# Task instructions:
a) Please print the stretch from "Many Americans in" through "Wall Street movement." in the passage on Jesus and family values, keeping every word and mark as it appears.
b) Render this sentence from the passage on Jesus and family values in Spanish: "The “family values” Jesus promotes have nothing to do with specified gender roles, and only rarely does Jesus speak of matters pertaining to sexual morality."

# Source document:

───

“Then he said to the crowd, ‘Take care to guard against all greed, for though one may be rich, one’s life does not consist of possessions.’” (Luke 12:15)

Many Americans in the last decade or so have spoken of “Biblical values,” and have encouraged a return to “family values,” but somehow the values they have had in mind focus almost exclusively around sexuality and gender roles. One of the more remarkable aspects of Jesus’ preaching is that, if you read the gospels to try to find where he supports the “family values” promoted by these critics of popular American culture, you will hunt in vain. The “family values” Jesus promotes have nothing to do with specified gender roles, and only rarely does Jesus speak of matters pertaining to sexual morality.

James Salt’s papier mâché model of the golden calf, designed to resemble the Wall Street Bull, carried in protest by an interfaith group of supporters of the Occupy Wall Street movement.

───

# Dataset content:
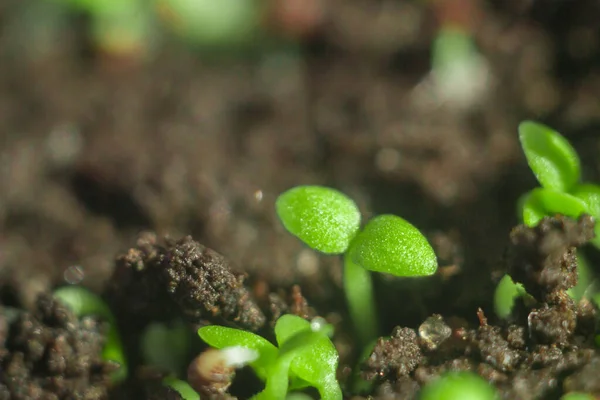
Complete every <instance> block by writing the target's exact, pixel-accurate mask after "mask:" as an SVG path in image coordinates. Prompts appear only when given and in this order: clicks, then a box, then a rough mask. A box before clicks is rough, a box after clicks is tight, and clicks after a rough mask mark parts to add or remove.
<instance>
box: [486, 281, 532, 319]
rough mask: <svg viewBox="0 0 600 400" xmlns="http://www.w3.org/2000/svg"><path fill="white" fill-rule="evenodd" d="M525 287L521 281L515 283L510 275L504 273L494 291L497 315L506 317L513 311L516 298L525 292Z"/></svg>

───

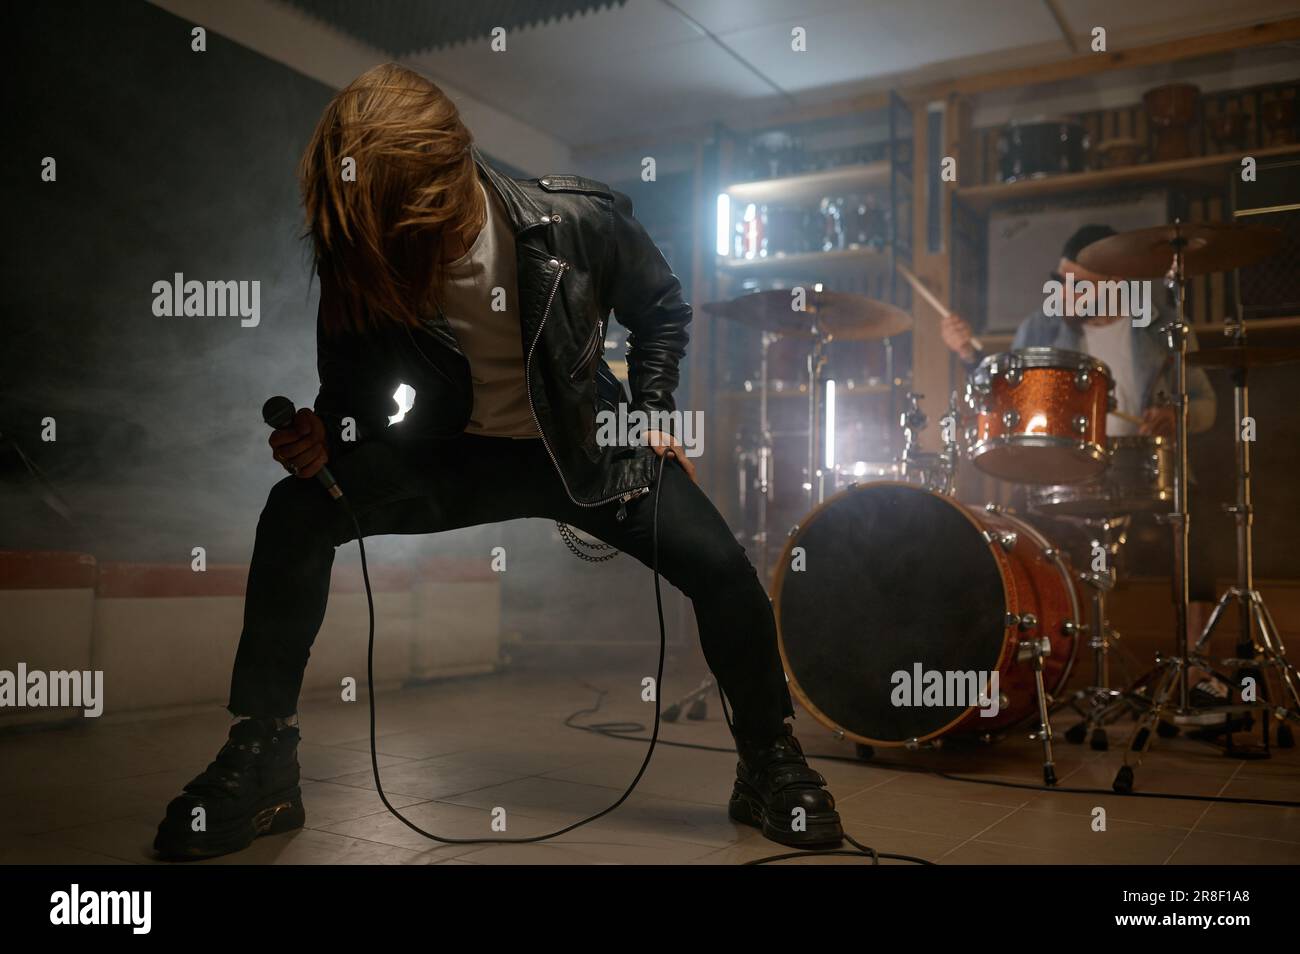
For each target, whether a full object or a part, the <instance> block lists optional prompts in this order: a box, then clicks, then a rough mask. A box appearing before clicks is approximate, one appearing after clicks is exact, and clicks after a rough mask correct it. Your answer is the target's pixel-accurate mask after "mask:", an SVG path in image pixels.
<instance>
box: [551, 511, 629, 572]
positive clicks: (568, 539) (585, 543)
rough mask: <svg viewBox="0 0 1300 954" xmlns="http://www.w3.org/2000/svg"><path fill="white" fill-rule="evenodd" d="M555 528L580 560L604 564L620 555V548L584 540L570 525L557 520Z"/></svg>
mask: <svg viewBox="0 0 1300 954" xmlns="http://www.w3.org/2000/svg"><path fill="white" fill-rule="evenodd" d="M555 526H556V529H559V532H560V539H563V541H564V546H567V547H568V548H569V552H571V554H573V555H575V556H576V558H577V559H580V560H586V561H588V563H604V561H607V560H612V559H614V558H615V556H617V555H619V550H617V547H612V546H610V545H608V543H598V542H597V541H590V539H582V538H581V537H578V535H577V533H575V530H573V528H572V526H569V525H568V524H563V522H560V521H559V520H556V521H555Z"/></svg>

───

# Answer set:
a)
Many Americans in the last decade or so have spoken of “Biblical values,” and have encouraged a return to “family values,” but somehow the values they have had in mind focus almost exclusively around sexuality and gender roles. One of the more remarkable aspects of Jesus’ preaching is that, if you read the gospels to try to find where he supports the “family values” promoted by these critics of popular American culture, you will hunt in vain. The “family values” Jesus promotes have nothing to do with specified gender roles, and only rarely does Jesus speak of matters pertaining to sexual morality.

James Salt’s papier mâché model of the golden calf, designed to resemble the Wall Street Bull, carried in protest by an interfaith group of supporters of the Occupy Wall Street movement.

b) Los «valores familiares» que promueve Jesús no tienen nada que ver con roles de género determinados, y solo en raras ocasiones habla Jesús de asuntos relacionados con la moral sexual.